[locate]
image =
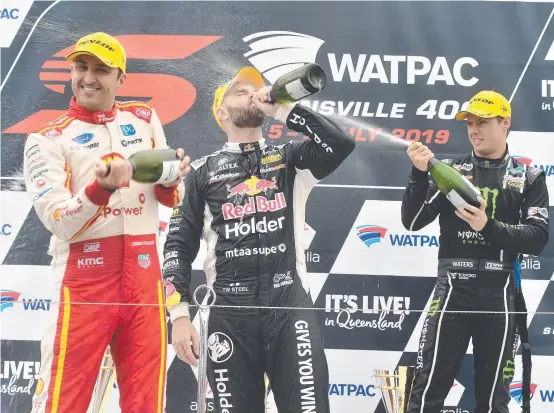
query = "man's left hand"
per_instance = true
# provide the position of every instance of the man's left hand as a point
(262, 99)
(184, 168)
(475, 217)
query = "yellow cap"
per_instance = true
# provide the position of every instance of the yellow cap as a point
(105, 47)
(245, 74)
(487, 104)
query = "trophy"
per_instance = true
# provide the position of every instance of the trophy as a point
(203, 313)
(396, 386)
(104, 383)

### Task to complete
Rewrite these rows with "trophy" replaced by "cup" everywhere and nothing else changed. Leave the pictures out of your answer.

### Exercise answer
[locate]
image =
query = "man's left hand"
per_instance = true
# provide the position of every instance of the man's left hand as a point
(262, 99)
(184, 168)
(475, 217)
query = "yellow cap"
per_instance = true
# provide the position of every instance of the yellow cap as a point
(105, 47)
(245, 74)
(487, 104)
query = "cup"
per_instance = true
# provide the position of every instance of the cup as a point
(203, 313)
(396, 386)
(104, 383)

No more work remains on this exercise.